Copy every row below word for word, keeping their order.

▼

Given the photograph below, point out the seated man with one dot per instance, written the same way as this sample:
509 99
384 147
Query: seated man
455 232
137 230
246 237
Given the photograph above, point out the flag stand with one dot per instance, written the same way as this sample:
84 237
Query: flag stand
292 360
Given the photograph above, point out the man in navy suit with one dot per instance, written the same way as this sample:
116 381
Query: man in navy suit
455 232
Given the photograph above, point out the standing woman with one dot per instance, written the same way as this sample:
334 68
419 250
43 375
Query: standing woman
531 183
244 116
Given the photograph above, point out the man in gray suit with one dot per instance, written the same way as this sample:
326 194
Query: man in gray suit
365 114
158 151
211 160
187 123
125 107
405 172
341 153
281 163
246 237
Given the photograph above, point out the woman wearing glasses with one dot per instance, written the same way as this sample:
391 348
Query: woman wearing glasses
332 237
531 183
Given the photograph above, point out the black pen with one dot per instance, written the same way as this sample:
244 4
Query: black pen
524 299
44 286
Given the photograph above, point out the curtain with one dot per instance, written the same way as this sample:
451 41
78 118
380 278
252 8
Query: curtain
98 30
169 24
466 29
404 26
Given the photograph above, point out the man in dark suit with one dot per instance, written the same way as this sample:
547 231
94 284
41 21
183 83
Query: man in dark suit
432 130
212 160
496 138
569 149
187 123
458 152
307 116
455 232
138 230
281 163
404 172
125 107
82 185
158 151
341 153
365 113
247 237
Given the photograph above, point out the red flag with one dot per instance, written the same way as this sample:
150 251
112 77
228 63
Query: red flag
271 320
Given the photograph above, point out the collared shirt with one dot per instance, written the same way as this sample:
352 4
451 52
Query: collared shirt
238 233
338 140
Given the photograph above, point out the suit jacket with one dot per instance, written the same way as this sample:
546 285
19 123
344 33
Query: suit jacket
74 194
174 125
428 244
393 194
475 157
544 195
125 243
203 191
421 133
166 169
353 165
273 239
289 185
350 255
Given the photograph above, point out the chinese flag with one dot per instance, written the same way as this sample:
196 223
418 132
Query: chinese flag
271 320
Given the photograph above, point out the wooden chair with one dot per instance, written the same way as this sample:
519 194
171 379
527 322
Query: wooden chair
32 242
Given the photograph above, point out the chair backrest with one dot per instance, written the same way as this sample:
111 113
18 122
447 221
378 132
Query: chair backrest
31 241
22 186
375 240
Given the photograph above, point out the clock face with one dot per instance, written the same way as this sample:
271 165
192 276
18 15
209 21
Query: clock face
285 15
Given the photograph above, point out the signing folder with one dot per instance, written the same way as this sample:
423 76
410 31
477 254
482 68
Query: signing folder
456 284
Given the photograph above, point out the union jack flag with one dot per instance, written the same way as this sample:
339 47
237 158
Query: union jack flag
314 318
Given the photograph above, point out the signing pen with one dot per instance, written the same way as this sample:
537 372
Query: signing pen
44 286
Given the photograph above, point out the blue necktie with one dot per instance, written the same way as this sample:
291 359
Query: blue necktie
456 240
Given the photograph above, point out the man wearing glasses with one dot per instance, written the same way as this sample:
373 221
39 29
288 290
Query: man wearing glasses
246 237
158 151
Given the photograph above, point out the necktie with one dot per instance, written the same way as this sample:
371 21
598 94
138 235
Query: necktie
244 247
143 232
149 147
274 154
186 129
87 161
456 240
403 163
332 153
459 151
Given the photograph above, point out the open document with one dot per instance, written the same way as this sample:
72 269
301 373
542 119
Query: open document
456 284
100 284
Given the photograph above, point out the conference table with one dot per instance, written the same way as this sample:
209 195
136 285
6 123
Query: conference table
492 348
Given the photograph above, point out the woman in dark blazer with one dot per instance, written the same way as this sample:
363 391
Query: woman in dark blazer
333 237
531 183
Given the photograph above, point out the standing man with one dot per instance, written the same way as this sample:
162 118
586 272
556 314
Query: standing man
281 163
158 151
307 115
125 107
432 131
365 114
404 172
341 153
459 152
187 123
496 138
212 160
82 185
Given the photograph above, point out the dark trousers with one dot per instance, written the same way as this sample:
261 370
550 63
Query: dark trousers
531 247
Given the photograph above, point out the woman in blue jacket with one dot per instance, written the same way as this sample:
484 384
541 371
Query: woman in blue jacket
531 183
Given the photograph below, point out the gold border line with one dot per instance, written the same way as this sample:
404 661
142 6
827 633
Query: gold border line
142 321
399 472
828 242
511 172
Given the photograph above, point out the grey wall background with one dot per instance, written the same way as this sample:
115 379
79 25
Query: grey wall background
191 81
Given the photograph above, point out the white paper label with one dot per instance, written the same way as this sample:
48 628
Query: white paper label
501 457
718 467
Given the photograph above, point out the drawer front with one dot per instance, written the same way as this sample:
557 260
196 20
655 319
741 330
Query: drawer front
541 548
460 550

▲

→ THE REPLY:
Given the photograph below, point out the seated man with one dot per instance, written the same way as this sample:
509 99
384 147
Query: seated man
455 232
137 230
246 237
Given the photograph above, point out the flag stand with one dot per instance, written the same way as this sample:
84 237
Query: flag stand
292 360
Given the photograph above, point out the man in navy suit with one dot per instance, written the same way as this sample:
116 381
Query: man in navy suit
455 232
Given the photograph above, point out the standing woman with one dot per instance, written the same way as this sample:
334 68
419 250
43 375
Query: standing woman
531 183
244 116
Given the photograph above, point out the man in gray suit with one dot per instance, written the same way as this sample:
326 194
Query: man in gray suit
365 114
158 151
211 160
187 123
125 107
405 172
341 153
281 163
246 237
Given the photograph above, point out the woman wearing glasses with one dot per instance, written the same way as this sample:
391 348
Query: woman wearing glasses
332 237
531 183
Given the photograph above, point out the black pen with one dot per instance, written the same way as this sample:
244 4
Query: black pen
524 299
44 286
Given the photograph above, point out the curtain with one dot per instance, written the same way as this sample:
451 41
78 118
380 278
252 8
Query: curtain
98 30
169 24
466 29
404 26
Given the photograph above, point out the man in dark suit with one dot per instance, written the same way as this sample:
547 231
94 284
41 21
183 83
Query: man in dark suit
432 130
212 160
496 138
569 149
187 123
458 152
307 116
455 232
138 230
281 163
404 172
125 107
82 185
158 151
341 153
365 113
247 237
Given the photograph above, point out the red flag with one dot per instance, written the same way as this sample:
150 251
112 77
228 63
Query: red flag
271 320
Given the photograph above, point out the collared shirt with one dot per instance, written the same way as this sample:
352 4
451 52
Query: collared shirt
238 233
338 140
Given the photograph above, point out the suit jacket with one dot per instance, written the same way as this sample:
546 285
19 123
344 33
Query: suit jacket
74 194
174 125
428 244
393 194
475 157
544 195
125 243
203 191
421 133
166 169
353 165
273 239
289 185
350 255
Given the photograph above, point out the chinese flag with one dot per instance, written the same way as this sample:
196 223
418 132
Query: chinese flag
271 320
Given the photograph above, point out the wooden chair with one dot per instance, written the same way as this sample:
519 194
171 379
527 322
Query: wooden chair
32 242
Given the photograph above, point out the chair backrest with one dot per instance, written the same way as this sample:
111 113
18 122
447 221
378 132
Query: chair backrest
31 241
22 186
375 240
Given the photograph above, point out the clock face with one dot per instance, written the same way as this sample:
271 165
192 276
18 15
209 21
Query: clock face
285 15
Given the photograph above, point out the signing folder with one dot per instance, written the same way as this sample:
423 76
410 31
477 254
482 68
Query: signing folder
456 284
Given the photograph above, point out the union jack flag with one dot per instance, written the same way as this sample:
339 47
237 158
Query: union jack flag
314 318
Given the photograph above, point out the signing pen with one dot per instance, written the same way as this sample:
537 372
Query: signing pen
44 286
Given the photograph above, point out the blue necktie with one dot per instance, written the same way as this sample:
291 359
Query: blue necktie
456 240
Given the photograph above, point out the man wearing glasses with one dot per instance, written the same way as this sample:
373 221
39 29
288 290
Query: man wearing glasses
246 237
158 151
Given the photograph above, point out the necktie with one dot per instance, written the same way as this sample:
371 21
598 94
138 235
Query: necktie
244 247
143 232
149 147
274 154
186 129
87 161
456 240
403 163
332 153
459 151
Given the photograph above, point out the open document with one dot per instance, written the same way as this sample:
72 269
301 373
542 119
Query: open document
456 284
100 284
Given the photograph above, point out the conference table with one dot per instance, written the same way as this sample:
209 195
136 285
6 123
Query: conference table
492 348
Given the photograph above, point out the woman in dark blazer with one dot per instance, written the same way as this sample:
363 391
Query: woman in dark blazer
333 237
531 183
Given the photograph above, point out the standing man with one dot per instance, written the same way as this sample:
162 118
586 272
556 314
Query: standing man
281 163
158 151
307 115
125 107
432 131
365 114
404 172
341 153
459 152
187 123
496 138
212 160
82 185
Given the photograph above, point out the dark trousers with one dot per instance, written the same way as this sample:
261 370
550 63
Query: dark trousers
531 247
Given the photograph above, point out the woman in blue jacket with one dot per instance, written the same way as this sample:
484 384
541 371
Query: woman in blue jacket
531 183
Given the photograph below, point out the gold border line with one dot per instance, written the same way as this sample:
404 661
142 6
827 633
Query: gold border line
142 321
399 472
828 242
511 172
Given the photograph above, point out the grey wall background with one dot per instance, written the same way as this sample:
115 379
79 25
Query: grey wall background
191 81
Given the photograph above, point out the white paper label with one dot per instance, written the same way as this sample:
48 628
Query: white paper label
501 457
718 467
Given the photograph above, point out the drawer front with one dot per instance, written the same way as this sample:
557 260
196 20
655 319
741 330
Query: drawer front
541 548
460 550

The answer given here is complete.